INSTRUÇÕES DO EXERCÍCIO >> Extraia do trecho sobre a suspensão da exposição Queermuseu, sem nenhuma alteração, tudo o que vai desde "Para o ativista, mesmo" até "termina Célio Golin.".

TRECHO DE ORIGEM >>
>>

Seguindo o relato de Galdêncio, é impossível ter um posicionamento justo diante de toda a polêmica envolvendo a “Queermuseu” sendo que o protesto iniciado pelo MBL começou baseado em apenas três, ou quatro obras dentro de 270 que compõem exposição. “Noventa e nove por cento das pessoas que tiveram acesso a essa narrativa que eles criaram, absolutamente distorcida, não puderam ver a exposição. Julgaram a exposição com base em três ou quatro obras que eles usaram como plataforma, que agora eles, inclusive, não usam mais. Então, não é uma manifestação popular, acho que é preciso a gente ter clareza nesse momento”, opina.
Protestos
Na tarde da última terça-feira (12), um grupo grande de pessoas se reuniu em frente ao Santander Cultural de Porto Alegre para protestar contra a decisão do centro cultural de suspender a exposição após as acusações feitas pelo MBL. O ato foi organizado pela ONG Nuances, a primeira do Rio Grande do Sul a lutar pela livre expressão sexual, segundo o coordenador Célio Golin, que falou ao iG Gente .
Para o ativista, mesmo com toda a movimentação a favor do cancelamento da exposição, a decisão do Santander foi uma surpresa. “Quando nós tivemos a notícia que estavam intimidando a gente, já ficamos preocupados. Mas o que mais me chocou foi o Santander ter aceito essa chantagem dos grupos de extrema direita”, revela. “É grave. O Santander fechou com uma nota com argumentos rasteiros, inconsistentes e, na realidade, a exposição foi fechada por ter temática LGBT. Aí foi usado o pretexto das crianças”, complementa. “O fechamento significa que esses grupos de extrema direita vão ser empoderados e o Santander não pensou nisso nisso. Ele vai ter que responder por essa atitude covarde, é uma atitude que tem a ver com nós”, termina Célio Golin.
Para Gabriel Galli, coordenador geral da ONG Somos Nós, a exposição foi vítima de censura. Ao ser questionado sobre a legitimidade do cancelamento, o ativista levantou a importância da permanência de obras de arte relevantes com visitação liberada. “Essa exposição reuniu uma série de obras de artistas bem importantes aqui do Rio Grande do Sul e tinha uma proposta de falar de direitos humanos. A instituição pedir desculpas pela exposição, de uma certa forma, é uma censura. É errado por isso”, opina Gabriel.
Censura?

<<

LISTAGEM >>
>>

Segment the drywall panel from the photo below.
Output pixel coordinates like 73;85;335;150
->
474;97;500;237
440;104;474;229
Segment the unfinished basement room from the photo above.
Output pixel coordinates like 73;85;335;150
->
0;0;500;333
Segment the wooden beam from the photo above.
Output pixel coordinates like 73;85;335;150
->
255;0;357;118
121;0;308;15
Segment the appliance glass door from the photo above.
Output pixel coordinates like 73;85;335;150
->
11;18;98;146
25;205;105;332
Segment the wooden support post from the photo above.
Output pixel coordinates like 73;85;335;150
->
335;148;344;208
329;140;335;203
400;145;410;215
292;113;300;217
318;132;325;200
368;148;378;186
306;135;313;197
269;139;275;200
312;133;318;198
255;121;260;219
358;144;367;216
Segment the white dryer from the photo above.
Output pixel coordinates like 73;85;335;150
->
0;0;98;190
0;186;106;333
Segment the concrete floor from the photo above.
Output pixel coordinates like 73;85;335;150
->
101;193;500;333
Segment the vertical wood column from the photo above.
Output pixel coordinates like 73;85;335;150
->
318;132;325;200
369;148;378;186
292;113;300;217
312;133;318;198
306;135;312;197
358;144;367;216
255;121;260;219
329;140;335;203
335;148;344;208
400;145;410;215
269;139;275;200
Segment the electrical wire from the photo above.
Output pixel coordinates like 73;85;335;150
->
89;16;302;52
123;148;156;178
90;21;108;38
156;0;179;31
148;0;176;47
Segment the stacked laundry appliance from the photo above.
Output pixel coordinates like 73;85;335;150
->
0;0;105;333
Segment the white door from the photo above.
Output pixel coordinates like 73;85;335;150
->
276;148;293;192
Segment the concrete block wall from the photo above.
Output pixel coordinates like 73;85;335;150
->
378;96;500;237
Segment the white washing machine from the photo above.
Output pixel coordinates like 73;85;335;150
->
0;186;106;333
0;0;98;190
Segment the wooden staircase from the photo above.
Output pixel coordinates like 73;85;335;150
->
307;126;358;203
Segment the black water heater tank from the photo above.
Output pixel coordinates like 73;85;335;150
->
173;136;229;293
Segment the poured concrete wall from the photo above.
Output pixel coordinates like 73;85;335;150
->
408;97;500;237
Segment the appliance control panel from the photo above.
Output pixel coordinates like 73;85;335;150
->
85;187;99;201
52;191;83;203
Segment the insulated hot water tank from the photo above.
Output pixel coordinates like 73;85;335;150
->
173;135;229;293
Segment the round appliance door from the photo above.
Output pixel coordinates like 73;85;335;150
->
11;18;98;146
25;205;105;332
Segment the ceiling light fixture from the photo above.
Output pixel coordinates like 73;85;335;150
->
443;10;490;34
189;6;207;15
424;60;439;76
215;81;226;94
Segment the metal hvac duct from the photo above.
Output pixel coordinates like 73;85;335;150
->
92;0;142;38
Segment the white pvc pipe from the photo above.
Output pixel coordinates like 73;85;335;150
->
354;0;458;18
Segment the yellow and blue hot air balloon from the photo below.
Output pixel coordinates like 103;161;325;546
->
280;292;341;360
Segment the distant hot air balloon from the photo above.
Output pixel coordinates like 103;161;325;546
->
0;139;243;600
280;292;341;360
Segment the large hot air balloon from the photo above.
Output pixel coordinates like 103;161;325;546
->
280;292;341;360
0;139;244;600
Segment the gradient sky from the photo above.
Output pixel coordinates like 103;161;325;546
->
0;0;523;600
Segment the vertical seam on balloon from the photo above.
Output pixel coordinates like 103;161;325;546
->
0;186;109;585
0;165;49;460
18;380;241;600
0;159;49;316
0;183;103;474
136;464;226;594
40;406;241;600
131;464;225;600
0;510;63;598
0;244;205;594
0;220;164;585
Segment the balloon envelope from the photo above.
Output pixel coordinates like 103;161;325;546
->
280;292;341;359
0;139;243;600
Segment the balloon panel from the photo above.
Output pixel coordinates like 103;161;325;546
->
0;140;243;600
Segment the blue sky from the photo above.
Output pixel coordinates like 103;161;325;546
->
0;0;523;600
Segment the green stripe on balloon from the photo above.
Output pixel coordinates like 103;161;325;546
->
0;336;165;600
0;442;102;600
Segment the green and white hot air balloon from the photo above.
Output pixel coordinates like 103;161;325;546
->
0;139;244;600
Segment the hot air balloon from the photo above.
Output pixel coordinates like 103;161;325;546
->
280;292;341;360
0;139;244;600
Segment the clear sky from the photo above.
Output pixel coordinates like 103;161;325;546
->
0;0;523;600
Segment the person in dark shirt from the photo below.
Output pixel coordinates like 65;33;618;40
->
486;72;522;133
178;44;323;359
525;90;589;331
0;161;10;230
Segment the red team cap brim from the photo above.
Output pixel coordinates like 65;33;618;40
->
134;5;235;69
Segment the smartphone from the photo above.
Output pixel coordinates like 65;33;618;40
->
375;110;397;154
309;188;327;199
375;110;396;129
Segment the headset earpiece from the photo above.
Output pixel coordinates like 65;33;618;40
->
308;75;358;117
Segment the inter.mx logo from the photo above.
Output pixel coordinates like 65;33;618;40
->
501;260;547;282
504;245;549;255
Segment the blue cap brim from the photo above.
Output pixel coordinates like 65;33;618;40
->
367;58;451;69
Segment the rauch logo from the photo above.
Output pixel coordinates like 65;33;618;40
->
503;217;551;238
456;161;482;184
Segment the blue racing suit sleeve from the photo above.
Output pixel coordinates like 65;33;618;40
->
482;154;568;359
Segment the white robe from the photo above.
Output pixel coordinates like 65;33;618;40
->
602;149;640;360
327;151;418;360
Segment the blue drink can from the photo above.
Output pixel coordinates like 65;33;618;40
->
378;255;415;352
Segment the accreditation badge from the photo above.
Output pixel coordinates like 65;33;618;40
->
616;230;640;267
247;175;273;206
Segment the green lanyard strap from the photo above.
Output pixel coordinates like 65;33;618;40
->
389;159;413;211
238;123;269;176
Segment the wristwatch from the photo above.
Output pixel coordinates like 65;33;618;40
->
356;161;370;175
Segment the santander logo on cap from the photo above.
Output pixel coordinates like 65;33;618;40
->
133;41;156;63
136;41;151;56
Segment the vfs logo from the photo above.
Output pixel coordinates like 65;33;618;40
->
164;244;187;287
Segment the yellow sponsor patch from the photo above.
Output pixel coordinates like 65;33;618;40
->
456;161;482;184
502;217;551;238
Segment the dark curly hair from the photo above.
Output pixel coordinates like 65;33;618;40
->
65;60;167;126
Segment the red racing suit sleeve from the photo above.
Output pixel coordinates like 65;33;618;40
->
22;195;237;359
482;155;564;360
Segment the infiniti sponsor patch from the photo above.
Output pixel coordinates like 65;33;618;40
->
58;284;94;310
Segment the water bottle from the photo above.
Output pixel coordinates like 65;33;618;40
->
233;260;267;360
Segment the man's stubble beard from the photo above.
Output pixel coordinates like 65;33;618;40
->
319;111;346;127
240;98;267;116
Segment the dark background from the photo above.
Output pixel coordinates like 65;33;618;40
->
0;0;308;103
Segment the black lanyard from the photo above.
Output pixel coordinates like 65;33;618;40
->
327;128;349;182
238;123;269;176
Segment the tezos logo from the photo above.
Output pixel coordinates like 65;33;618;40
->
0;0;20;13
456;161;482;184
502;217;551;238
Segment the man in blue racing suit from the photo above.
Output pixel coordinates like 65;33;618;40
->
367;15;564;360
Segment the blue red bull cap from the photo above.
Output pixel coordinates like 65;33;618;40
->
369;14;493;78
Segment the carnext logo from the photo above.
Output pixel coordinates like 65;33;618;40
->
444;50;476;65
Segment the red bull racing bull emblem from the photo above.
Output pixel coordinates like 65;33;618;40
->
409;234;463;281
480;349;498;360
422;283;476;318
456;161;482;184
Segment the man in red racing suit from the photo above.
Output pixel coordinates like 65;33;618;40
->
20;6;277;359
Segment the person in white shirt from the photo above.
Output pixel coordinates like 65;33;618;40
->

<<

RESULTADO >>
Para o ativista, mesmo com toda a movimentação a favor do cancelamento da exposição, a decisão do Santander foi uma surpresa. “Quando nós tivemos a notícia que estavam intimidando a gente, já ficamos preocupados. Mas o que mais me chocou foi o Santander ter aceito essa chantagem dos grupos de extrema direita”, revela. “É grave. O Santander fechou com uma nota com argumentos rasteiros, inconsistentes e, na realidade, a exposição foi fechada por ter temática LGBT. Aí foi usado o pretexto das crianças”, complementa. “O fechamento significa que esses grupos de extrema direita vão ser empoderados e o Santander não pensou nisso nisso. Ele vai ter que responder por essa atitude covarde, é uma atitude que tem a ver com nós”, termina Célio Golin.